Named object pointing entries:
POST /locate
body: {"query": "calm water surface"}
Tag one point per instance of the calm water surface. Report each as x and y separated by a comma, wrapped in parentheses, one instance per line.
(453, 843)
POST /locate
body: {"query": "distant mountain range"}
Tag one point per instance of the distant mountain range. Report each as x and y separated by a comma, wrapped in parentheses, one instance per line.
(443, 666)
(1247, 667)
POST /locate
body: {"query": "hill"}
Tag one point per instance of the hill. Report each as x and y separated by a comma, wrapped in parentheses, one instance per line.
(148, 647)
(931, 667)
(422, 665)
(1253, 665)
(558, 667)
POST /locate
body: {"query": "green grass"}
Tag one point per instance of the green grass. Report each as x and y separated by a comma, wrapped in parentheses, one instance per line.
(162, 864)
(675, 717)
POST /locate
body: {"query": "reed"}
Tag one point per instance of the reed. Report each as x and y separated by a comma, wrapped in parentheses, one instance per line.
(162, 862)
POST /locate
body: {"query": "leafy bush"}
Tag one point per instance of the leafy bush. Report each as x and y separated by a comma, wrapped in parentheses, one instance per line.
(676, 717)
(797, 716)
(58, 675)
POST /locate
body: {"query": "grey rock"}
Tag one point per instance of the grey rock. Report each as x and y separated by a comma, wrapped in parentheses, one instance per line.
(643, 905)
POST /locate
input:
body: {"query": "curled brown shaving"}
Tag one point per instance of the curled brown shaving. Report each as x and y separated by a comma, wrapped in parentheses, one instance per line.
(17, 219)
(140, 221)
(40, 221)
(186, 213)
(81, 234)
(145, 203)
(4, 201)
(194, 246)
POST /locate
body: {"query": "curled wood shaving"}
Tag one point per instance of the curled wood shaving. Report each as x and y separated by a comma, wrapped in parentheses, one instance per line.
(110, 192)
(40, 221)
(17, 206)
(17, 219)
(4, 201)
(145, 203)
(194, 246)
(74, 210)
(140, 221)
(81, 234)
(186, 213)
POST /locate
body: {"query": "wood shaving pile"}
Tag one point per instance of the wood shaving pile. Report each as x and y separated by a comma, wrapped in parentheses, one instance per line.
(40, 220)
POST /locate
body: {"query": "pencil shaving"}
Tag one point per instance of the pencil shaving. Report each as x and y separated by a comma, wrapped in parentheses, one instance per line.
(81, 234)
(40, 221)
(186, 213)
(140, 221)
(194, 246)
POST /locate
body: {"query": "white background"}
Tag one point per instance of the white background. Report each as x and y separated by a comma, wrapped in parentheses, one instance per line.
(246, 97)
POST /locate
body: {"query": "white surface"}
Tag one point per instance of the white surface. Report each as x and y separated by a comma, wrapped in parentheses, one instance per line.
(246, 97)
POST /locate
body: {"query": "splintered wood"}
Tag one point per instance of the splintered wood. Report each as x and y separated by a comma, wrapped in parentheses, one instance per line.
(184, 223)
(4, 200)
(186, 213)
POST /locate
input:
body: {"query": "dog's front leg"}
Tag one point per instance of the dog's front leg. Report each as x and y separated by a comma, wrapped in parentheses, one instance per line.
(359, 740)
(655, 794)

• **YOUR TASK**
How many lines of the listing contain the word "grey"? Tally them and reply with the number alone.

• **ANSWER TO THE TASK**
2